--- START ---
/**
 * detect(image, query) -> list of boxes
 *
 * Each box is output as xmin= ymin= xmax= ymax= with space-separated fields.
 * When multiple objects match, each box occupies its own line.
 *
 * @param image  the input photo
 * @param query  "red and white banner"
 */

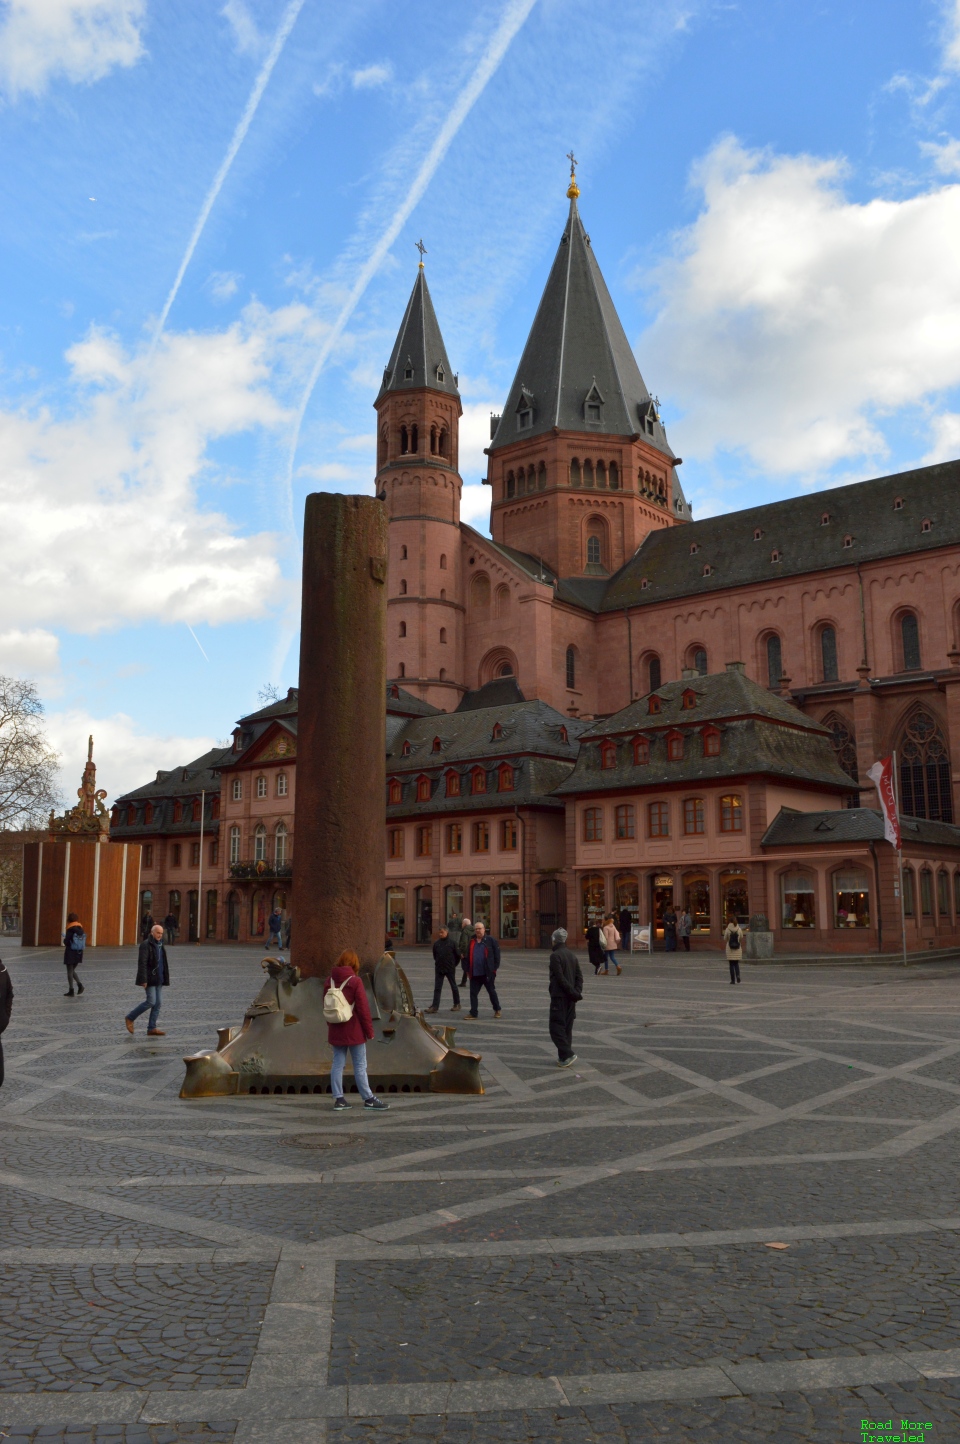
xmin=867 ymin=755 xmax=901 ymax=849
--- END ---
- [Exercise goal] Leave every picture out and retype exactly the lines of the records above from the one holding "its own line." through the last, both ends included and nothing besides.

- [Written solution]
 * When multiple objects match, each box occupies its own line.
 *
 * @param image  the input photo
 * @param query  "red and white banner"
 */

xmin=867 ymin=755 xmax=901 ymax=849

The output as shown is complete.